# TASK DIRECTIONS:
Transcribe all records exactly.

# RECORDS PROVIDED:

---

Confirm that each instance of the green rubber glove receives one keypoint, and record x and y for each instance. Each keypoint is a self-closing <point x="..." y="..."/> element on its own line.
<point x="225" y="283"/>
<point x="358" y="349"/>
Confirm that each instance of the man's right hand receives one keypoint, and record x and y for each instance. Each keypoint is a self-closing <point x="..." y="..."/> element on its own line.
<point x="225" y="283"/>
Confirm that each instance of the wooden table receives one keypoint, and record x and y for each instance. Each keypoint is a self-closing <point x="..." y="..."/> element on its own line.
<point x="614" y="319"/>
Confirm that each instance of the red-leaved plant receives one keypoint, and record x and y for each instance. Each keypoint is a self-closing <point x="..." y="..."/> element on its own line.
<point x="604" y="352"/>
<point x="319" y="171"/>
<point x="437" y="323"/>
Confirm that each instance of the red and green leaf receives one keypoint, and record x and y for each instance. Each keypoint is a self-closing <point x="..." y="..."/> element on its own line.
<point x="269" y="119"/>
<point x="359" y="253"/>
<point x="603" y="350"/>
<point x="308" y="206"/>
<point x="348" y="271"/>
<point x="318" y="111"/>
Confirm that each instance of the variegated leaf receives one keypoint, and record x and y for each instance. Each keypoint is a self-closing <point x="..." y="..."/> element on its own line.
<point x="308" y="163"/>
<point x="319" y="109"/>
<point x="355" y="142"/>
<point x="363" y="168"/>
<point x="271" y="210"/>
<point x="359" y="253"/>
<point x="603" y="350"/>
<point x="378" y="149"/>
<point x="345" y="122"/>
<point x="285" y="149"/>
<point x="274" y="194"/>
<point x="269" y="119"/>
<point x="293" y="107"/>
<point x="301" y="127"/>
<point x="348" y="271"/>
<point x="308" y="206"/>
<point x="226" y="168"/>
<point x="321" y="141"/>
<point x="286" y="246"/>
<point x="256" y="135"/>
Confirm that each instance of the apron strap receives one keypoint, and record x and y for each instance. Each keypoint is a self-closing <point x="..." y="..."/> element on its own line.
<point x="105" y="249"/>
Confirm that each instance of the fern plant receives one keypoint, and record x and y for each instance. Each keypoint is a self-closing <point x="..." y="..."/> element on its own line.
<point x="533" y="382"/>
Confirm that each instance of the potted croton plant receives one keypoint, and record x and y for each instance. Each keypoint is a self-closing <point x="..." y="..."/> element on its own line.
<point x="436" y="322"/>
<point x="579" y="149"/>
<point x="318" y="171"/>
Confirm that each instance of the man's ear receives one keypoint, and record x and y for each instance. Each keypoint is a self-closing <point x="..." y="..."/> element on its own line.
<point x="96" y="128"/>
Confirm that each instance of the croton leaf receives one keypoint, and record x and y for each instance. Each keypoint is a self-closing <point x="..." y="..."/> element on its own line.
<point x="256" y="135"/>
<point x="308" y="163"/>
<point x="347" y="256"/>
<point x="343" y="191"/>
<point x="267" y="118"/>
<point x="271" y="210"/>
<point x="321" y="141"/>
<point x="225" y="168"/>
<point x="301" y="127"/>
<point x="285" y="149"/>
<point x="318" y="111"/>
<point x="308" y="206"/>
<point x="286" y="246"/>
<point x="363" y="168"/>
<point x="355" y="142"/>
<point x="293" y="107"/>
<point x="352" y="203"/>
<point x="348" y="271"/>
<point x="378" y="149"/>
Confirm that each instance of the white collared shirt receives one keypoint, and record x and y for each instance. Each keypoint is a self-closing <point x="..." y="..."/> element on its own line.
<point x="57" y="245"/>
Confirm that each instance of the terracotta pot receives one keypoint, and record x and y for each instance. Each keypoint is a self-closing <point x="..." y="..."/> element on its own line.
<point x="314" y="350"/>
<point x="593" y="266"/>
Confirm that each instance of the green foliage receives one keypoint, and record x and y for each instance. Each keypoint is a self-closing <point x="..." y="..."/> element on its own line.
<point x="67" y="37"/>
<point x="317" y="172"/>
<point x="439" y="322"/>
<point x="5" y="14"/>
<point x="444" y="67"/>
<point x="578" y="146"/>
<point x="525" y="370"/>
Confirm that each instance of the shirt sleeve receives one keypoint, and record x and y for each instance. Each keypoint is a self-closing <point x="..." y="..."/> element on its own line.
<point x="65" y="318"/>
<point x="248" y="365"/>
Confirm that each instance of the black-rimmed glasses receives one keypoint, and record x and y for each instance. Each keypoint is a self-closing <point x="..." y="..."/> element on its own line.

---

# YOUR RESPONSE:
Confirm that each instance of the green rubber glove receives one keypoint, and record x and y for each instance. Each keypoint is a self-closing <point x="..." y="..."/> element on its own line.
<point x="225" y="283"/>
<point x="358" y="349"/>
Confirm that each instance of the man's right hand receives one keypoint, and record x and y for each instance. Each keypoint is a self-closing <point x="..." y="..."/> element on its own line.
<point x="225" y="283"/>
Confirm that each instance of the wooden table receives one keypoint, and record x and y for each instance. Each keypoint is a self-closing <point x="..." y="..."/> element on its own line.
<point x="614" y="319"/>
Confirm that each instance of the red-leaved plant receives one keypoint, and record x and y for each instance. Each keypoint is a self-closing <point x="..." y="..."/> element on its own line.
<point x="604" y="352"/>
<point x="319" y="171"/>
<point x="437" y="323"/>
Confirm that each instance of the red and green leaf receives one keypoint, and record x and y for each instance. Each keypoint is a self-closing <point x="..." y="..."/> element on its own line.
<point x="269" y="119"/>
<point x="359" y="253"/>
<point x="603" y="350"/>
<point x="308" y="206"/>
<point x="348" y="271"/>
<point x="318" y="111"/>
Confirm that each instance of the variegated leaf receives one keypoint, and record x and y for each instance. Each keypoint is a self-closing <point x="..." y="..."/> element on its own line.
<point x="308" y="163"/>
<point x="319" y="109"/>
<point x="355" y="142"/>
<point x="363" y="168"/>
<point x="271" y="210"/>
<point x="359" y="253"/>
<point x="603" y="350"/>
<point x="378" y="149"/>
<point x="345" y="122"/>
<point x="285" y="149"/>
<point x="274" y="194"/>
<point x="269" y="119"/>
<point x="293" y="107"/>
<point x="301" y="127"/>
<point x="348" y="271"/>
<point x="308" y="206"/>
<point x="226" y="168"/>
<point x="321" y="141"/>
<point x="286" y="246"/>
<point x="256" y="135"/>
Confirm that each instance of the apron strap receives one keypoint, and record x and y for each instance. Each keypoint is a self-closing <point x="..." y="..."/> element on its own line.
<point x="105" y="249"/>
Confirm that each instance of the fern plant receives one keypoint, and record x and y for each instance. Each keypoint is a self-closing <point x="..." y="..."/> element on its own line.
<point x="533" y="382"/>
Confirm that each instance of the potted croton plant receives one keypoint, and record x and y for each instance. Each keypoint is a self-closing <point x="..." y="..."/> element on its own line.
<point x="436" y="322"/>
<point x="579" y="149"/>
<point x="318" y="171"/>
Confirm that each instance of the man's ear receives one keypoint, and record x and y for each instance. Each keypoint is a self-closing <point x="..." y="..."/> element on its own line.
<point x="96" y="128"/>
Confirm that each instance of the croton leaf receives one keypoint, and record x and y for each instance. Each keypoint is a self-closing <point x="..." y="..."/> element on its own line.
<point x="256" y="135"/>
<point x="308" y="163"/>
<point x="347" y="256"/>
<point x="343" y="191"/>
<point x="267" y="118"/>
<point x="271" y="210"/>
<point x="321" y="141"/>
<point x="225" y="168"/>
<point x="301" y="127"/>
<point x="285" y="149"/>
<point x="318" y="111"/>
<point x="308" y="206"/>
<point x="286" y="246"/>
<point x="363" y="168"/>
<point x="355" y="142"/>
<point x="293" y="107"/>
<point x="352" y="203"/>
<point x="348" y="271"/>
<point x="378" y="149"/>
Confirm that each instance of the white collared shirt receives one keypoint, and record x and y for each instance. Each keypoint is a self-closing <point x="..." y="..."/> element on its own line.
<point x="57" y="245"/>
Confirm that each instance of the terracotta pot receives one keypoint, and record x and y for each instance. Each keypoint is a self-closing <point x="..." y="..."/> element on its own line.
<point x="314" y="350"/>
<point x="593" y="266"/>
Confirm that each instance of the green foliage receives one keypoint, and record x and y for each instance. Each keypoint is a self-closing <point x="..." y="..."/> element on its own line.
<point x="67" y="37"/>
<point x="317" y="172"/>
<point x="439" y="322"/>
<point x="5" y="14"/>
<point x="444" y="67"/>
<point x="578" y="146"/>
<point x="525" y="370"/>
Confirm that each instance of the shirt sleeve receives one keypoint, and record x and y for each instance. Each keypoint is a self-closing <point x="..." y="..."/> element on its own line.
<point x="65" y="318"/>
<point x="248" y="365"/>
Confirm that each instance of the black-rimmed glasses receives one keypoint, and record x and y for each instance. Each keypoint is a self-closing <point x="..." y="..."/> element on its own line.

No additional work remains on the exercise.